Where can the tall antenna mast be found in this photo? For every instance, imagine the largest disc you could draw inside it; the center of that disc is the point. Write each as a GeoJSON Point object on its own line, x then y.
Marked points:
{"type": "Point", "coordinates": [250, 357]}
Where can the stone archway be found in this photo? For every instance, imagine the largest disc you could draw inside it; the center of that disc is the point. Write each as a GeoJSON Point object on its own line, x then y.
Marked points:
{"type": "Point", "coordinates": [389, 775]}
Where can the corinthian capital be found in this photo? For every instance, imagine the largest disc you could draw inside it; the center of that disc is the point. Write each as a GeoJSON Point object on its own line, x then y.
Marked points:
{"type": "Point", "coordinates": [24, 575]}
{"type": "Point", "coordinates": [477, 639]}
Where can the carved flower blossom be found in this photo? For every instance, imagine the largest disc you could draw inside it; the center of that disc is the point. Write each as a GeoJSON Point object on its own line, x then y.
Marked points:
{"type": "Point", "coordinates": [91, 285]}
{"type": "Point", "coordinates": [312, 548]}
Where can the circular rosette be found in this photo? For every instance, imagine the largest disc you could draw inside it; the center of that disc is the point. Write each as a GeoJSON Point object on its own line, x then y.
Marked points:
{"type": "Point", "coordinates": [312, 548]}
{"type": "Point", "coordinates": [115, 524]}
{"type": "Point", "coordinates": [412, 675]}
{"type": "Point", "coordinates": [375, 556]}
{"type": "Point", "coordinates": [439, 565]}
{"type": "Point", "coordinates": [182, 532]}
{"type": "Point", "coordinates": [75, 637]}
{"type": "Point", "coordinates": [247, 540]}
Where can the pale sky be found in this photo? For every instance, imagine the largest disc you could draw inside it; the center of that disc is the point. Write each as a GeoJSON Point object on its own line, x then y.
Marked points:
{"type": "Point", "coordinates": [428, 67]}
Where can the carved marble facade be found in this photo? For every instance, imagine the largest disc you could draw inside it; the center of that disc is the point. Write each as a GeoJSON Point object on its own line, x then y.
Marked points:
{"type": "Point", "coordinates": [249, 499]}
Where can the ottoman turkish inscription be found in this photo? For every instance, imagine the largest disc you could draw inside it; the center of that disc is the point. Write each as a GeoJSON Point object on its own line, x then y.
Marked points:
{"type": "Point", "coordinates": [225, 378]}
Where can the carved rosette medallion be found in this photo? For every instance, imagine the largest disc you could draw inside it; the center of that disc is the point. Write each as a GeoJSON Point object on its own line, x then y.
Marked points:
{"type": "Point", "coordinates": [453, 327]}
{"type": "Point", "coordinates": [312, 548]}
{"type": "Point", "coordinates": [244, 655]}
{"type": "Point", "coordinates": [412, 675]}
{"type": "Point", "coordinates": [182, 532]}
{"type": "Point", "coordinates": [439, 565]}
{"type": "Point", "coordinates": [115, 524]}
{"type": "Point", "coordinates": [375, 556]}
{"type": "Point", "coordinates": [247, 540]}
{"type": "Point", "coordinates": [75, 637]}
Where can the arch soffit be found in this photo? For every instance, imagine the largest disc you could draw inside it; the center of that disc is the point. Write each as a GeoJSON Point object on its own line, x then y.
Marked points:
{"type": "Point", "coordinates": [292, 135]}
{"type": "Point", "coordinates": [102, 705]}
···
TASK DESCRIPTION » Repeat all of the records above exactly as written.

THE RESULT »
Where can the tall antenna mast be found in this photo? For every instance, imagine the largest disc you could draw inside it; the center of that disc is the point. Write each as a GeoJSON Point object on its own line, x then y.
Marked points:
{"type": "Point", "coordinates": [250, 357]}
Where can the stone archway be found in this photo? For every instance, imagine the largest disc you could draw inside it; the center of that disc is the point. Write each as a GeoJSON Point object on its own line, x then y.
Marked points:
{"type": "Point", "coordinates": [389, 775]}
Where can the corinthian capital be found in this photo? For every instance, imagine the largest disc you could draw inside it; the center of that disc is the point. Write each as a GeoJSON Point object on its own line, x then y.
Marked points:
{"type": "Point", "coordinates": [24, 575]}
{"type": "Point", "coordinates": [477, 639]}
Where can the carved flower blossom be found in this photo? For every instance, imagine the largest disc you could draw inside it; the center of that disc is the point. Write each as a GeoJSON Point object on its own line, x then y.
Marked points:
{"type": "Point", "coordinates": [91, 285]}
{"type": "Point", "coordinates": [312, 548]}
Where can the circular rosette be found in this photo? For every instance, imagine the largest disc you could draw inside it; the center of that disc is the point. Write each as a GeoJSON Point object on its own line, x then y.
Marked points:
{"type": "Point", "coordinates": [312, 548]}
{"type": "Point", "coordinates": [115, 524]}
{"type": "Point", "coordinates": [412, 675]}
{"type": "Point", "coordinates": [375, 556]}
{"type": "Point", "coordinates": [439, 565]}
{"type": "Point", "coordinates": [182, 532]}
{"type": "Point", "coordinates": [75, 637]}
{"type": "Point", "coordinates": [247, 540]}
Where can the pale sky be found in this photo? For every instance, imagine the largest disc you could draw inside it; the center of that disc is the point. Write each as a GeoJSON Point object on its own line, x then y.
Marked points:
{"type": "Point", "coordinates": [428, 67]}
Where can the carved marble facade be found in this photo? For every instance, imagine the largest disc you could draw inside it; the center of that disc is the point. Write each as a GeoJSON Point object on its own line, x then y.
Marked points:
{"type": "Point", "coordinates": [249, 499]}
Where can the ottoman turkish inscription be found in this photo? For every instance, imagine the largest disc you could draw inside it; the center of that disc is the point. Write each as a GeoJSON Point object on its own line, x then y.
Marked points:
{"type": "Point", "coordinates": [225, 378]}
Where can the carved rosette medallion be found in this photo? For every instance, imagine the largest disc you could draw inside it; the center of that disc is the point. Write each as a GeoJSON Point object on its own line, x then y.
Marked points:
{"type": "Point", "coordinates": [453, 327]}
{"type": "Point", "coordinates": [312, 548]}
{"type": "Point", "coordinates": [244, 655]}
{"type": "Point", "coordinates": [412, 675]}
{"type": "Point", "coordinates": [182, 532]}
{"type": "Point", "coordinates": [439, 565]}
{"type": "Point", "coordinates": [115, 524]}
{"type": "Point", "coordinates": [375, 556]}
{"type": "Point", "coordinates": [247, 540]}
{"type": "Point", "coordinates": [75, 637]}
Where can the arch soffit be found in this photo? For every instance, imagine the largest disc you could draw inside it; the center of that disc is the point. Write each as a GeoJSON Point object on its own line, x then y.
Marked points:
{"type": "Point", "coordinates": [292, 135]}
{"type": "Point", "coordinates": [102, 705]}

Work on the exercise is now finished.